## TASK INSTRUCTIONS:
Return the material below in full and exactly.
-------- STORED DATA --------
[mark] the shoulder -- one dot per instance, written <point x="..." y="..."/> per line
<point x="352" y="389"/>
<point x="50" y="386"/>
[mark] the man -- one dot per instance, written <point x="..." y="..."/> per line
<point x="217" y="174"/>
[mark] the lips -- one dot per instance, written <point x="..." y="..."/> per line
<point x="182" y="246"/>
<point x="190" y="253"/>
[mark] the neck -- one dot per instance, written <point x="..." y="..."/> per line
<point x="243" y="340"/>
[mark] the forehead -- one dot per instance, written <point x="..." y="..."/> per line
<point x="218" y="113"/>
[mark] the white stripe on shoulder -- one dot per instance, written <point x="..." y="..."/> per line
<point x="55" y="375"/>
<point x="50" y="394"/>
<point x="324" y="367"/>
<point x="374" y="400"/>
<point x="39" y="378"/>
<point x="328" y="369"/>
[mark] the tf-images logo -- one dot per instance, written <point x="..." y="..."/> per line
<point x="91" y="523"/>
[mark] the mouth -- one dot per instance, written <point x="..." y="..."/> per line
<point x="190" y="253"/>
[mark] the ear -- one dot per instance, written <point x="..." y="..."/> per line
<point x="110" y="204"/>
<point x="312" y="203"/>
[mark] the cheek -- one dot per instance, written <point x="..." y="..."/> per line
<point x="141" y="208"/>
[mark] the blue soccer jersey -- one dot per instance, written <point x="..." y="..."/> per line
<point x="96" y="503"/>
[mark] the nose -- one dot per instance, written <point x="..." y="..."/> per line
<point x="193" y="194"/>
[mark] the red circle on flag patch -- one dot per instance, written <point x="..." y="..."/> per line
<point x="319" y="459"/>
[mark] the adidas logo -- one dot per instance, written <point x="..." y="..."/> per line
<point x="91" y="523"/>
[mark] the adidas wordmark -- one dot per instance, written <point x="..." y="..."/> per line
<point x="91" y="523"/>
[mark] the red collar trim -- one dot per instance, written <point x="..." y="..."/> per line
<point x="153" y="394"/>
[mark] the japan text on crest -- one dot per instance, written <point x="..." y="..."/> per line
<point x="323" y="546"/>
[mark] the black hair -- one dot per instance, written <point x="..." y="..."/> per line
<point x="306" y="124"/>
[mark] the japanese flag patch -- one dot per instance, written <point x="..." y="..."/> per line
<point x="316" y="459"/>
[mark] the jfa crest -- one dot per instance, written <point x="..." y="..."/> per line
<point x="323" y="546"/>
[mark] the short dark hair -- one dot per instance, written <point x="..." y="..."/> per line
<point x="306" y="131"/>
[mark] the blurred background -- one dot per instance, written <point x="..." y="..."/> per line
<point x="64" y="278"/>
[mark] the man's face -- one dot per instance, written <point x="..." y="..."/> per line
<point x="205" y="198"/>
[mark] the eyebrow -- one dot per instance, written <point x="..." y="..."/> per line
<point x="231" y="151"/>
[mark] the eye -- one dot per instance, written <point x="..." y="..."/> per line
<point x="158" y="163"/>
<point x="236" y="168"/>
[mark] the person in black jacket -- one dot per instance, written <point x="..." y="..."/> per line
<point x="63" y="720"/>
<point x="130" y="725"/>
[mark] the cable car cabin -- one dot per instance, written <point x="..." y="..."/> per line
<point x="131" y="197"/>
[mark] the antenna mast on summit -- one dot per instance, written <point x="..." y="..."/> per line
--------
## EXPECTED ANSWER:
[mark] the shoulder -- one dot per instance, written <point x="..." y="..."/> per line
<point x="352" y="389"/>
<point x="50" y="386"/>
[mark] the man -- one dot per instance, written <point x="..." y="..."/> per line
<point x="217" y="174"/>
[mark] the lips -- one dot per instance, written <point x="..." y="..."/> per line
<point x="182" y="246"/>
<point x="190" y="253"/>
[mark] the neck -- one dot per instance, written <point x="..." y="..."/> per line
<point x="243" y="340"/>
[mark] the forehead -- one dot per instance, written <point x="..." y="..."/> per line
<point x="218" y="113"/>
[mark] the white stripe on shoulder -- one dot per instance, written <point x="..." y="..."/> per line
<point x="55" y="375"/>
<point x="50" y="394"/>
<point x="324" y="367"/>
<point x="374" y="400"/>
<point x="39" y="378"/>
<point x="328" y="369"/>
[mark] the tf-images logo -- one dot per instance, written <point x="..." y="..."/> per line
<point x="91" y="523"/>
[mark] the mouth -- one dot per instance, written <point x="..." y="..."/> per line
<point x="190" y="253"/>
[mark] the ear -- one dot per instance, written <point x="..." y="..."/> per line
<point x="110" y="204"/>
<point x="312" y="203"/>
[mark] the cheek -- one dot per instance, written <point x="..." y="..."/> per line
<point x="141" y="208"/>
[mark] the blue soccer jersey -- one dot per instance, written <point x="..." y="..."/> per line
<point x="96" y="503"/>
[mark] the nose -- one dot per instance, written <point x="..." y="..."/> per line
<point x="193" y="194"/>
[mark] the red circle on flag patch -- one dot per instance, written <point x="..." y="..."/> per line
<point x="319" y="459"/>
[mark] the adidas logo -- one dot per instance, written <point x="..." y="..."/> per line
<point x="91" y="523"/>
[mark] the adidas wordmark -- one dot per instance, written <point x="..." y="..."/> per line
<point x="91" y="523"/>
[mark] the red collar trim -- one dot per instance, written <point x="..." y="..."/> per line
<point x="153" y="394"/>
[mark] the japan text on crest -- one dot per instance, written <point x="..." y="..."/> per line
<point x="323" y="546"/>
[mark] the black hair -- one dot per instance, written <point x="..." y="..."/> per line
<point x="306" y="124"/>
[mark] the japanese flag patch -- one dot per instance, written <point x="..." y="..."/> per line
<point x="316" y="459"/>
[mark] the jfa crest -- one dot per instance, written <point x="..." y="..."/> per line
<point x="323" y="546"/>
[mark] the short dark hair -- one dot per instance, written <point x="..." y="..."/> per line
<point x="306" y="131"/>
[mark] the blurred background -- one dot per instance, written <point x="..." y="..."/> per line
<point x="64" y="278"/>
[mark] the man's face -- one dot per instance, written <point x="..." y="..."/> per line
<point x="205" y="198"/>
[mark] the eyebrow -- one dot per instance, written <point x="..." y="..."/> per line
<point x="231" y="151"/>
[mark] the eye -- one dot per instance, written <point x="..." y="..."/> per line
<point x="158" y="163"/>
<point x="236" y="168"/>
[mark] the person in black jacket -- one dot per instance, written <point x="..." y="..."/> per line
<point x="63" y="720"/>
<point x="130" y="725"/>
[mark] the cable car cabin -- one dot per instance, written <point x="..." y="..."/> per line
<point x="131" y="197"/>
[mark] the antenna mast on summit -- one dot per instance, written <point x="..." y="..."/> per line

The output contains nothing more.